Records from a data source
--*--

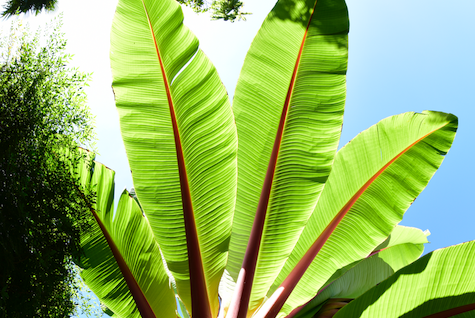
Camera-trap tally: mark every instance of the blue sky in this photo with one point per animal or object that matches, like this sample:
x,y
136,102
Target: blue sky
x,y
404,56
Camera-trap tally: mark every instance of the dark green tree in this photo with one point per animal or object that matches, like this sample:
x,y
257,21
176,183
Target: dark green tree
x,y
42,209
228,10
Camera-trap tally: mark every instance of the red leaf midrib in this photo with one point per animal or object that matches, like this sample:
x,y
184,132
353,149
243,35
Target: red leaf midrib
x,y
199,295
255,238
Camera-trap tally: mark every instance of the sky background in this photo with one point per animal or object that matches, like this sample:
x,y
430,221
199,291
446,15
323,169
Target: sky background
x,y
404,56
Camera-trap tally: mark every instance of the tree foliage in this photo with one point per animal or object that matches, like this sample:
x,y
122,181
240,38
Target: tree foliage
x,y
228,10
42,111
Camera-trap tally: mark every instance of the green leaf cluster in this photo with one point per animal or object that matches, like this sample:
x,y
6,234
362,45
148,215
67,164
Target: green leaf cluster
x,y
252,211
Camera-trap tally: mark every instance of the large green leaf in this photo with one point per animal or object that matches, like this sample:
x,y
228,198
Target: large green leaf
x,y
374,179
180,137
288,104
441,282
121,262
404,246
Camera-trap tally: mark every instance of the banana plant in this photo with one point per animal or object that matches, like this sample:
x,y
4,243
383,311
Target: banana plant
x,y
279,223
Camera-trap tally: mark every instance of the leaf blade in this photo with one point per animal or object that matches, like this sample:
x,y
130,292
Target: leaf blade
x,y
416,153
444,278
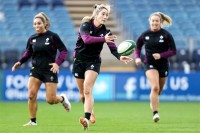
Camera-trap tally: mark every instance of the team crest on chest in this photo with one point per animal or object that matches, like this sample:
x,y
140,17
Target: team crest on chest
x,y
47,41
161,38
147,38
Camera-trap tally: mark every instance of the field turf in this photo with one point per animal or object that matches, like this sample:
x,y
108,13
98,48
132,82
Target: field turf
x,y
112,117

--*--

BRIEF - Give all the lines above again, character for character, without pictures.

OUTPUT OF THE EXERCISE -
Camera-trap tally: mark every instance of the blue sky in this photo with one point per animal or object that matches, like this sample:
x,y
136,102
Target: blue sky
x,y
404,56
Camera-trap tally: mark every instance of the dark green tree in this photo with one point per animal or object that matches, like this sample:
x,y
257,21
176,183
Target: dark green tree
x,y
42,209
228,10
Camera-trap tally: mark every instance of the red leaf midrib in this photo with one point per animal or object that matches, like this sample:
x,y
184,132
353,149
243,35
Target: red leaf midrib
x,y
199,295
255,238
Camera-trap tally: mark every instance of the sky background in this photo with one point per animal or object that matches, like this sample:
x,y
430,221
199,291
446,15
323,169
Target: sky background
x,y
404,56
Camera-trap tally: mark every instance of the tree foliage in this photo with one point per animal or object that matches, like this sample:
x,y
122,181
240,38
Target: tree foliage
x,y
228,10
42,111
Camera-trap tally: mark every instance of the green leaf cluster in this photo with one point per animal or object that matches, like this sample:
x,y
6,234
362,45
148,215
67,164
Target: green leaf cluster
x,y
252,211
Camera-trap tally: mark every instance of the large green leaf in this photo with one point per animal or object that matches, like this sample:
x,y
228,198
Target: large green leaf
x,y
374,179
180,137
288,104
441,282
121,262
404,246
Camera-trap tally: mark every instance of the banana plant in this photo with one point per animal or object that matches, like this sample:
x,y
4,243
383,311
Target: banana plant
x,y
279,223
Camera-trap tally: mark every instance of the leaf blade in this photo with one point per animal or object that matches, like this sample:
x,y
130,292
Target: leaf blade
x,y
416,153
444,278
Camera-trap tally: mark every instance of the team crest on chest in this photo with one point per animal or object that matches, like this sample:
x,y
140,17
Target: team crest on chest
x,y
47,41
161,38
147,38
Camera-trap tally: mark every instance of the field turf in this photo with one point per animal or object that matches, like this sample:
x,y
108,13
98,48
132,82
Target: field turf
x,y
112,117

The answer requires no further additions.